## Directions
If a line below contains the string "sock", return that line.

##### Study material #####

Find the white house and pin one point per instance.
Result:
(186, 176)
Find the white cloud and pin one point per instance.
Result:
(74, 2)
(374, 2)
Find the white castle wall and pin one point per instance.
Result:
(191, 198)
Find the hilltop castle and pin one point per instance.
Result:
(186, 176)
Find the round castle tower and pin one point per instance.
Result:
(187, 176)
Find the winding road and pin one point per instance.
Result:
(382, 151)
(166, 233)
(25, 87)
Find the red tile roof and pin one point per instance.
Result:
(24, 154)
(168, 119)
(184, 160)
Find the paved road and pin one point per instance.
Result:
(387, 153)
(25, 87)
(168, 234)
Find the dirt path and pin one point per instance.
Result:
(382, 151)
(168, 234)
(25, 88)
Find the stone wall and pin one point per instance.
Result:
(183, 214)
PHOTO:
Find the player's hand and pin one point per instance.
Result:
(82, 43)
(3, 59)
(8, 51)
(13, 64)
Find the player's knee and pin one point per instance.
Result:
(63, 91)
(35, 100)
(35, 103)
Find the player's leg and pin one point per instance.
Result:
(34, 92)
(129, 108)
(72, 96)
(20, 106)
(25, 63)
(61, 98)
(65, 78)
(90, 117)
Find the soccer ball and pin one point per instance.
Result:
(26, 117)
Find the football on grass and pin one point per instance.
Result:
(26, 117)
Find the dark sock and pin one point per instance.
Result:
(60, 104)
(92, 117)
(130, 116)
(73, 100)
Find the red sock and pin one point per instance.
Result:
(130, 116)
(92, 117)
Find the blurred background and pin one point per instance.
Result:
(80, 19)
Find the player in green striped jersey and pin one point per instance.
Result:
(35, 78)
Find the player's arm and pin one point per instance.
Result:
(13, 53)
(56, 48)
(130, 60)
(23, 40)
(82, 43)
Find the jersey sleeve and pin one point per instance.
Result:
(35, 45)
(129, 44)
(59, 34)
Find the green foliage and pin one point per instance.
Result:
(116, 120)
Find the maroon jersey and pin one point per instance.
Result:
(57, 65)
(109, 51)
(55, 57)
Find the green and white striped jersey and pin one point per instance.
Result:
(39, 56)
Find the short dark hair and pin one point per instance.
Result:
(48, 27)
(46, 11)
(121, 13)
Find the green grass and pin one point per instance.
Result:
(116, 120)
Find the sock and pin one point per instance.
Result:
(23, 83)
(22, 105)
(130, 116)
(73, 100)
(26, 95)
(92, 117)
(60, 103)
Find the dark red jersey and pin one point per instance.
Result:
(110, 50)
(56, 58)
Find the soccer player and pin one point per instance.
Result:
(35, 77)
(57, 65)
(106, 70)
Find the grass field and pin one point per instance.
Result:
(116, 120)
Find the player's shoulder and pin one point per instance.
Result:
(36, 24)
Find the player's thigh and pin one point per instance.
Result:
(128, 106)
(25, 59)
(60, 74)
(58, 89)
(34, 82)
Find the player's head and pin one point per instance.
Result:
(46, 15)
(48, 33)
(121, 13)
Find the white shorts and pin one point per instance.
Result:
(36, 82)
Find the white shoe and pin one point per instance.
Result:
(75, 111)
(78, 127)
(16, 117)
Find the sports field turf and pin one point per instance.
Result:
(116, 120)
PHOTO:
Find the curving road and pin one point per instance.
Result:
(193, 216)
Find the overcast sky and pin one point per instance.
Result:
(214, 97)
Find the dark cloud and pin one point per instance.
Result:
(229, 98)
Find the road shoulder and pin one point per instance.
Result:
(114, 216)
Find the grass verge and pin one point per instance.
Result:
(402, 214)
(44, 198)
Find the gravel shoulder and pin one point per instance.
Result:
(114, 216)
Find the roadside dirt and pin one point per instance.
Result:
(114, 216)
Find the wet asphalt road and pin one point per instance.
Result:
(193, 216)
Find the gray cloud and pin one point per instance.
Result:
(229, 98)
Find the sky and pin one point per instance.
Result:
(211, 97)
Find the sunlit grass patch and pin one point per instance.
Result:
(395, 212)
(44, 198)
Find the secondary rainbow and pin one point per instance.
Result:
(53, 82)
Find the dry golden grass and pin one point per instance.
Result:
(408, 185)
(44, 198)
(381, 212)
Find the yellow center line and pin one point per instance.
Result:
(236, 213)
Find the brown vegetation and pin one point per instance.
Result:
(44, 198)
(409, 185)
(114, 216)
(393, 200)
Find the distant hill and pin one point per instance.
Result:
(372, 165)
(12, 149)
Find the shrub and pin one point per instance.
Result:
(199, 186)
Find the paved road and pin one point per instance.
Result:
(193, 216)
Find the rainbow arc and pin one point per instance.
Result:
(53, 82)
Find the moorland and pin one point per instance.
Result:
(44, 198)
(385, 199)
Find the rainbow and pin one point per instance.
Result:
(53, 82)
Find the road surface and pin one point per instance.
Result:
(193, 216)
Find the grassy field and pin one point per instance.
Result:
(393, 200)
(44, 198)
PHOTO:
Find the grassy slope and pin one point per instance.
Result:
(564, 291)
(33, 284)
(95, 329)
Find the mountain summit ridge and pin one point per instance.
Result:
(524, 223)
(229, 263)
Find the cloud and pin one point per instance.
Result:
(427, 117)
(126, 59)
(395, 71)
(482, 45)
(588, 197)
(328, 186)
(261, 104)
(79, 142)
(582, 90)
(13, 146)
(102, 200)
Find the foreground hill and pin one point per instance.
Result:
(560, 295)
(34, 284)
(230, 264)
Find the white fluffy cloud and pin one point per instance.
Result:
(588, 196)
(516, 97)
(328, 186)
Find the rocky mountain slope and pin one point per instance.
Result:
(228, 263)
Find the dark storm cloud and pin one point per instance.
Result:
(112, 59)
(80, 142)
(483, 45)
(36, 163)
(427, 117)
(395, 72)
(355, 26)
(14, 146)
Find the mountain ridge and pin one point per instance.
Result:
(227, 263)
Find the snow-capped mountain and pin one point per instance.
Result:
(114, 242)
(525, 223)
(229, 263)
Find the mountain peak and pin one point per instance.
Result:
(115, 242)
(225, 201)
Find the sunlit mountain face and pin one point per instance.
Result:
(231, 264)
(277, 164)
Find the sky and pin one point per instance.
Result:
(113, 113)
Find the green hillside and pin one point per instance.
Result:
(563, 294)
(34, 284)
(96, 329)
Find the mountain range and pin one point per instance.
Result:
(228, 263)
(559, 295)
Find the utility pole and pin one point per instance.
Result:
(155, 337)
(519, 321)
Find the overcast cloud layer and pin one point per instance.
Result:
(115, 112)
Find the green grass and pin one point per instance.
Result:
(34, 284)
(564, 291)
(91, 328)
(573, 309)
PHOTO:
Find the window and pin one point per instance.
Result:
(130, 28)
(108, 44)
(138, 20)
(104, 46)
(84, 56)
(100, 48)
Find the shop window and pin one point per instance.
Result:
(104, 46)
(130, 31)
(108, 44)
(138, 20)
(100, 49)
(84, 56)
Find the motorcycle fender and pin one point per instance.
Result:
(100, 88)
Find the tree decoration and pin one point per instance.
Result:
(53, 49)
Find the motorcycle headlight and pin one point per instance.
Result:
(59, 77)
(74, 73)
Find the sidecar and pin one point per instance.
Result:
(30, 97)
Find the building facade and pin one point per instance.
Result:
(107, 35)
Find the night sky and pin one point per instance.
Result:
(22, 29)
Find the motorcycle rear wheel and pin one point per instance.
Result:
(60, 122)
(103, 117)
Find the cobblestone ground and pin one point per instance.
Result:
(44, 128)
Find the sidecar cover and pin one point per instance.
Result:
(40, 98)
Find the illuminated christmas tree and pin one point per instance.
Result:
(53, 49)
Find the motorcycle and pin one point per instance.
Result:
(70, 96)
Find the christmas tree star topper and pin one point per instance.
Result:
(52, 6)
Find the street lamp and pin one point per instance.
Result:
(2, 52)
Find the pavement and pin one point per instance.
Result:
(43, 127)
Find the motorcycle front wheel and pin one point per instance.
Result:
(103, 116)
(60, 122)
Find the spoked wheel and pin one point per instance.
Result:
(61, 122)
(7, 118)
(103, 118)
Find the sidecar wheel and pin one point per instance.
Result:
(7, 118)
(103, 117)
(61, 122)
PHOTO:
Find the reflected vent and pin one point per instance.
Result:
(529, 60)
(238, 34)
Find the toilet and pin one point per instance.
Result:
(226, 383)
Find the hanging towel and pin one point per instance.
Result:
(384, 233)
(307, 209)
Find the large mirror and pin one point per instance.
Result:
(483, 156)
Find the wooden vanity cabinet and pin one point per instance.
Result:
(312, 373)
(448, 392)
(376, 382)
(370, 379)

#####

## Output for this task
Find the dark sock and pin one point per instance.
Find the red sock and pin one point per instance.
Find the sock and pin one point per instance.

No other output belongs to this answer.